═════ Document ═════

Newspaper article International Herald Tribune

With Eye on Rescue Funds, Spain Will Create 'Bad Bank'

Newspaper article International Herald Tribune

With Eye on Rescue Funds, Spain Will Create 'Bad Bank'

Article excerpt

The bank is expected to absorb the most troubled real estate assets of the country's financial institutions.

The Spanish government on Friday approved the creation of a so- called bad bank to absorb the most troubled real estate assets of the country's financial institutions, helping to clear the way for Madrid to receive European rescue money for Spain's banking industry.

The move is meant not only to let Spanish banks eventually begin to receive money from the EUR 100 billion, or $126 billion, reserve that European finance ministers have approved, but also to restore market confidence in the country's banking system. Spanish banks have been having problems borrowing money, even as depositors withdraw money at a rising pace and move it to foreign banks.

Underscoring that worrying trend, the Bank of Spain reported on Friday that the country had sustained a net capital outflow of EUR 56.6 billion in June, up 40 percent from May.

That raised the capital outflow in the first half of this year to EUR 220 billion, which is equivalent to about a fifth of Spain's gross domestic product.

═════ Listing ═════

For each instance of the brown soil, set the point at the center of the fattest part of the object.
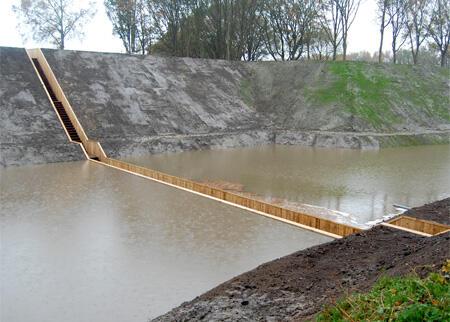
(297, 286)
(438, 212)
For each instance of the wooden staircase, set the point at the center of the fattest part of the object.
(57, 104)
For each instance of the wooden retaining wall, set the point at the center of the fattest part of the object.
(425, 227)
(318, 224)
(94, 152)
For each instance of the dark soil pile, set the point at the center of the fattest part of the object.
(296, 286)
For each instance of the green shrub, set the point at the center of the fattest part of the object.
(408, 298)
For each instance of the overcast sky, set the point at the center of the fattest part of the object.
(363, 35)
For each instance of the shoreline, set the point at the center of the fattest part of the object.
(296, 287)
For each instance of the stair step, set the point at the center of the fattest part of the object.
(57, 104)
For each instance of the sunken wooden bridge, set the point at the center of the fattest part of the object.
(95, 153)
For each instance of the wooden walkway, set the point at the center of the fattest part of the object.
(94, 152)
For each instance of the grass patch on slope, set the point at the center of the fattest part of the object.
(361, 93)
(408, 298)
(379, 93)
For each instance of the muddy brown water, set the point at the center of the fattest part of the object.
(83, 242)
(363, 184)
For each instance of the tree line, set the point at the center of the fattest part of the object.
(250, 29)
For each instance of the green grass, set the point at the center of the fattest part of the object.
(408, 298)
(360, 92)
(374, 92)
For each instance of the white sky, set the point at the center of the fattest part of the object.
(364, 33)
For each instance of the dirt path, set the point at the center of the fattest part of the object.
(298, 285)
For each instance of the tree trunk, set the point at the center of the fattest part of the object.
(443, 54)
(344, 47)
(380, 51)
(61, 25)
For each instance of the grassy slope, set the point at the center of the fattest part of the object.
(351, 96)
(408, 298)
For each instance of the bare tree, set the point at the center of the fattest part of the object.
(331, 21)
(416, 25)
(287, 24)
(382, 11)
(348, 9)
(53, 20)
(132, 22)
(439, 27)
(397, 16)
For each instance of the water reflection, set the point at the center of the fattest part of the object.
(362, 183)
(82, 242)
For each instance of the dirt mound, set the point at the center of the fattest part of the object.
(298, 285)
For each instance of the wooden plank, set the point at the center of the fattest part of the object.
(420, 225)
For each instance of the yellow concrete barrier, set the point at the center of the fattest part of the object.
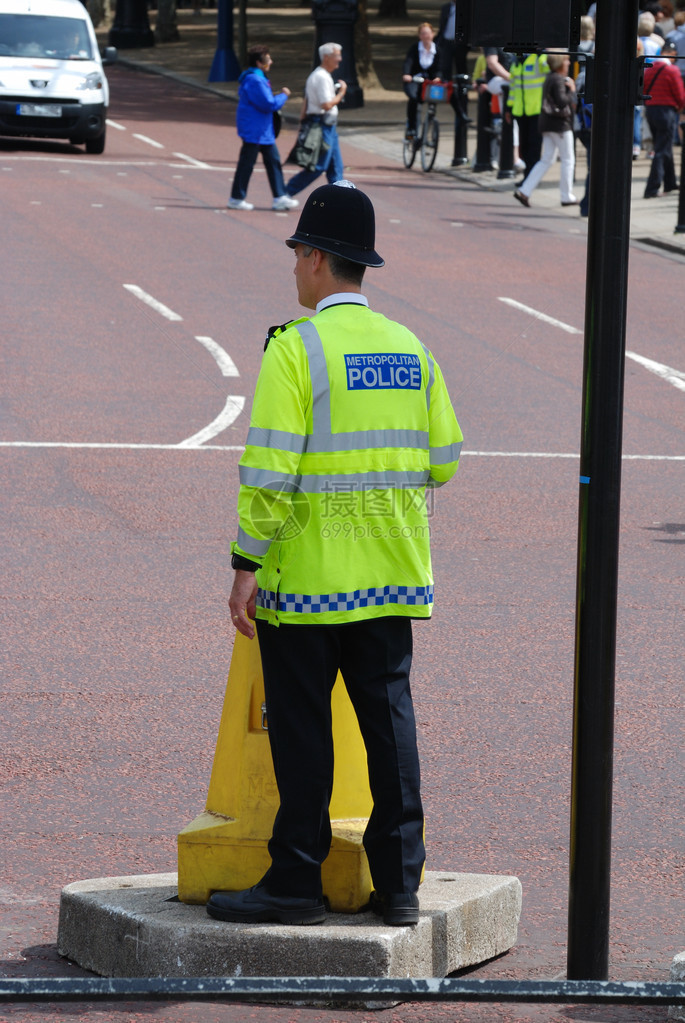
(225, 848)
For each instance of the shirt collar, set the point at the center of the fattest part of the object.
(349, 298)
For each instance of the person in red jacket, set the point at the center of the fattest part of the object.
(664, 85)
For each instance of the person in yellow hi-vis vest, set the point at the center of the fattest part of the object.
(528, 77)
(352, 427)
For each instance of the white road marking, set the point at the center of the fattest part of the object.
(150, 141)
(674, 376)
(224, 361)
(666, 372)
(231, 410)
(193, 162)
(152, 303)
(538, 315)
(185, 446)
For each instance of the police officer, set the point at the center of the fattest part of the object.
(351, 425)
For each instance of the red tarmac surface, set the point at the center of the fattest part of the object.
(116, 643)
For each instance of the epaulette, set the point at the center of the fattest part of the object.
(274, 331)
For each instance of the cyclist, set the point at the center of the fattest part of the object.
(421, 63)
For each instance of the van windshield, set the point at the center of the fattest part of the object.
(39, 36)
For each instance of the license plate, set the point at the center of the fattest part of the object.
(39, 109)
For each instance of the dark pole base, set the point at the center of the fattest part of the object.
(225, 67)
(130, 39)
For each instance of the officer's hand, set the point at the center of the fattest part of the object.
(241, 602)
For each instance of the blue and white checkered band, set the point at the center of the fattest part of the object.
(383, 371)
(309, 604)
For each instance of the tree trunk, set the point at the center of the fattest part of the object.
(366, 74)
(166, 31)
(242, 33)
(393, 8)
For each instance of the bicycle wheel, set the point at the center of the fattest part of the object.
(429, 143)
(409, 150)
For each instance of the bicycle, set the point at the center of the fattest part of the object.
(427, 137)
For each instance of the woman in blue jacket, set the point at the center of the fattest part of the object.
(257, 105)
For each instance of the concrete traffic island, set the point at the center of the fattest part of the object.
(135, 927)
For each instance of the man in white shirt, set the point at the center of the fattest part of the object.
(322, 96)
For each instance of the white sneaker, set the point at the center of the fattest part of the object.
(284, 203)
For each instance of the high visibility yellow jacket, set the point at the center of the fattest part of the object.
(528, 78)
(351, 426)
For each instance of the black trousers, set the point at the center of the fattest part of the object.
(661, 121)
(300, 664)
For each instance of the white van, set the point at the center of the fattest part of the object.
(51, 79)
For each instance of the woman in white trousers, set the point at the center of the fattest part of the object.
(556, 127)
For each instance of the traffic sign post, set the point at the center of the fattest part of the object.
(225, 67)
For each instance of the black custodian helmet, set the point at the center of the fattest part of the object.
(338, 219)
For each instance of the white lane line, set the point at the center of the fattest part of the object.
(193, 162)
(224, 361)
(538, 315)
(152, 303)
(234, 405)
(150, 141)
(27, 159)
(674, 376)
(186, 446)
(666, 372)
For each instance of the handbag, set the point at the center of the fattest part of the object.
(309, 146)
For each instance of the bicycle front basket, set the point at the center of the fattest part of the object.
(436, 93)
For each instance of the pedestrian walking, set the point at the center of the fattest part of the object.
(664, 87)
(556, 127)
(320, 105)
(351, 426)
(255, 123)
(527, 81)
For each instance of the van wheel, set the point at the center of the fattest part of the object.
(96, 145)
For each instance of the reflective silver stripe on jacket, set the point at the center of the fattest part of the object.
(444, 455)
(269, 479)
(322, 439)
(352, 440)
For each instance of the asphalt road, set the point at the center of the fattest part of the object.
(135, 307)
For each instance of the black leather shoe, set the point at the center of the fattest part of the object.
(254, 905)
(397, 908)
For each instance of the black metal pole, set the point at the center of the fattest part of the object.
(680, 226)
(506, 138)
(484, 134)
(225, 67)
(461, 121)
(601, 435)
(131, 29)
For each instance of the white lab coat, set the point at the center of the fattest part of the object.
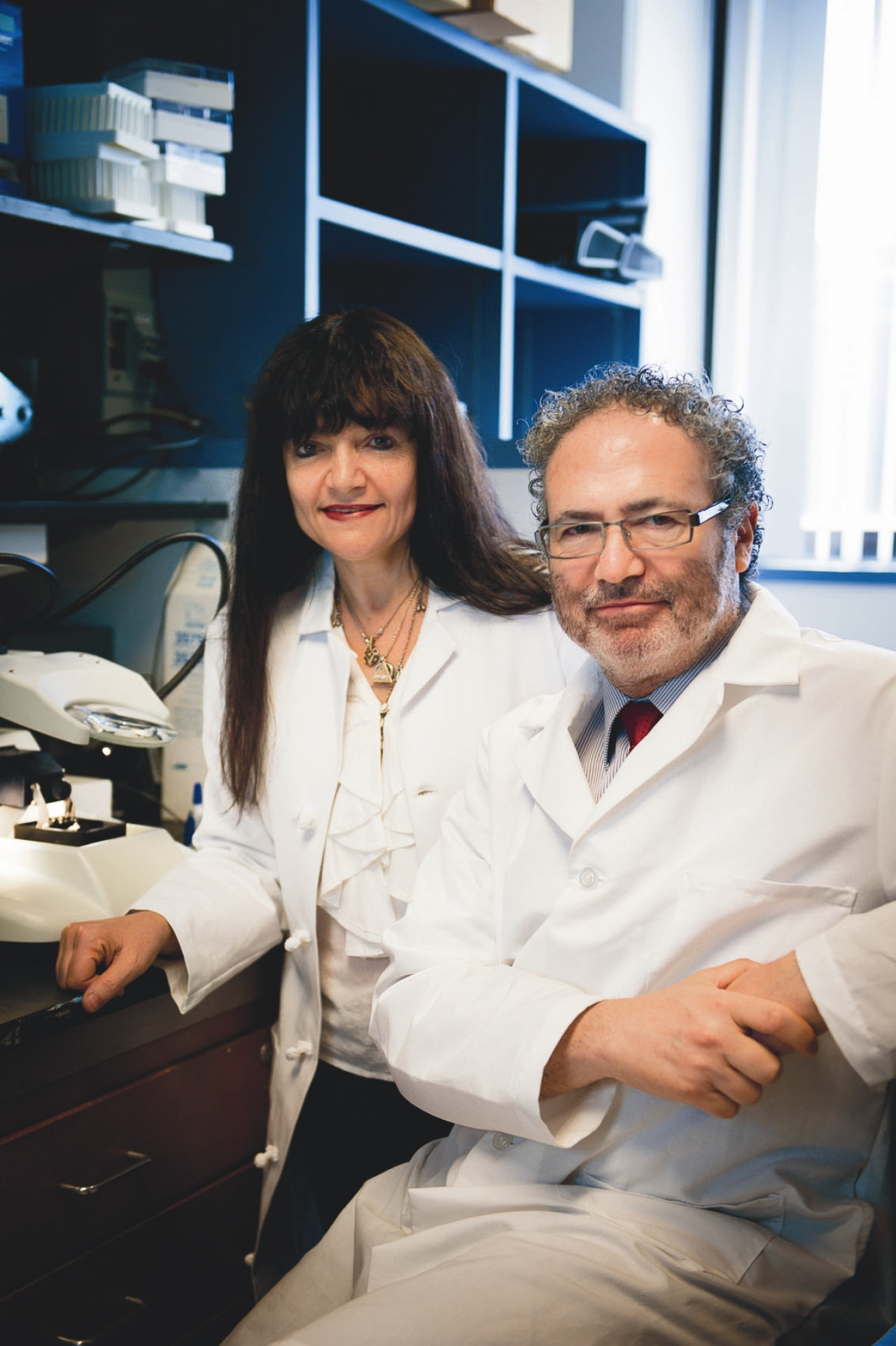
(256, 875)
(759, 816)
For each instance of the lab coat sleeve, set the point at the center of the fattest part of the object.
(850, 972)
(467, 1035)
(223, 902)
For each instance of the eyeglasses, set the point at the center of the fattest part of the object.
(642, 532)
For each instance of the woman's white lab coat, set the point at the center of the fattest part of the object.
(256, 875)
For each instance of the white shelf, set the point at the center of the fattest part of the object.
(410, 236)
(39, 213)
(573, 283)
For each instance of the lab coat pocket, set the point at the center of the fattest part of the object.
(719, 917)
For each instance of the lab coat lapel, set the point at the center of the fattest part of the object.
(432, 653)
(316, 668)
(550, 764)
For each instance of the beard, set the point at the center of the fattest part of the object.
(639, 653)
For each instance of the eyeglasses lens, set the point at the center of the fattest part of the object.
(643, 533)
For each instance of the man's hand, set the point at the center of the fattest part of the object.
(783, 983)
(102, 958)
(692, 1044)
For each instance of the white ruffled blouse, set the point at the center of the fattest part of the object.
(369, 866)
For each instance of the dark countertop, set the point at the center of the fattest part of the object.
(51, 1046)
(34, 1007)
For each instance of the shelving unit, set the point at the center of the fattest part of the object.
(55, 217)
(379, 157)
(474, 138)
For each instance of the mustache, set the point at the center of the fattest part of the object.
(631, 589)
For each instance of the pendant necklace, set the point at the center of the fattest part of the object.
(385, 673)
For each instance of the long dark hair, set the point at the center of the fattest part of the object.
(357, 365)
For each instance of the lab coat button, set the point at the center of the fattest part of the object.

═════

- [Direction 1] Print the whole Spain bad bank article again, word for word.
- [Direction 2] In the rows, swap "fattest" for "widest" in the part that starts with the line containing "For each instance of the long" and runs to the end of the rows, and give only that part, with nothing else changed.
The article and the rows have nothing to do with each other.

- [Exercise solution 1]
Newspaper article International Herald Tribune

With Eye on Rescue Funds, Spain Will Create 'Bad Bank'

Newspaper article International Herald Tribune

With Eye on Rescue Funds, Spain Will Create 'Bad Bank'

Article excerpt

The bank is expected to absorb the most troubled real estate assets of the country's financial institutions.

The Spanish government on Friday approved the creation of a so- called bad bank to absorb the most troubled real estate assets of the country's financial institutions, helping to clear the way for Madrid to receive European rescue money for Spain's banking industry.

The move is meant not only to let Spanish banks eventually begin to receive money from the EUR 100 billion, or $126 billion, reserve that European finance ministers have approved, but also to restore market confidence in the country's banking system. Spanish banks have been having problems borrowing money, even as depositors withdraw money at a rising pace and move it to foreign banks.

Underscoring that worrying trend, the Bank of Spain reported on Friday that the country had sustained a net capital outflow of EUR 56.6 billion in June, up 40 percent from May.

That raised the capital outflow in the first half of this year to EUR 220 billion, which is equivalent to about a fifth of Spain's gross domestic product.

- [Exercise solution 2]
For each instance of the long dark hair, set the point at the center of the widest part of the object.
(357, 365)
For each instance of the lab coat button, set the point at the center of the widest part of the object.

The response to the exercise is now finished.